**Work required**
Please restate every line below exactly, without any pictures.

**Task material**
----------

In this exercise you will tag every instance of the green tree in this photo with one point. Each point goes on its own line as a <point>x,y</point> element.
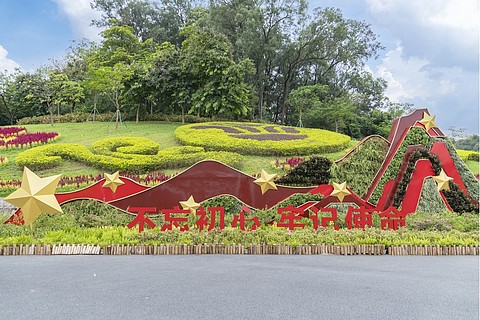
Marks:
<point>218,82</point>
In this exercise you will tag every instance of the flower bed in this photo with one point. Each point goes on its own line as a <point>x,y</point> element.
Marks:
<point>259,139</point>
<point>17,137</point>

----------

**Task response**
In this exercise you will tag every instance of the green tree in this photo with one point. Each point goes on its own line as a <point>x,y</point> element.
Marks:
<point>218,82</point>
In this exercise you will tag every instance of the flower bed in this photo with one point. Each point goes on its own line as a <point>x,y</point> element.
Marks:
<point>259,139</point>
<point>17,137</point>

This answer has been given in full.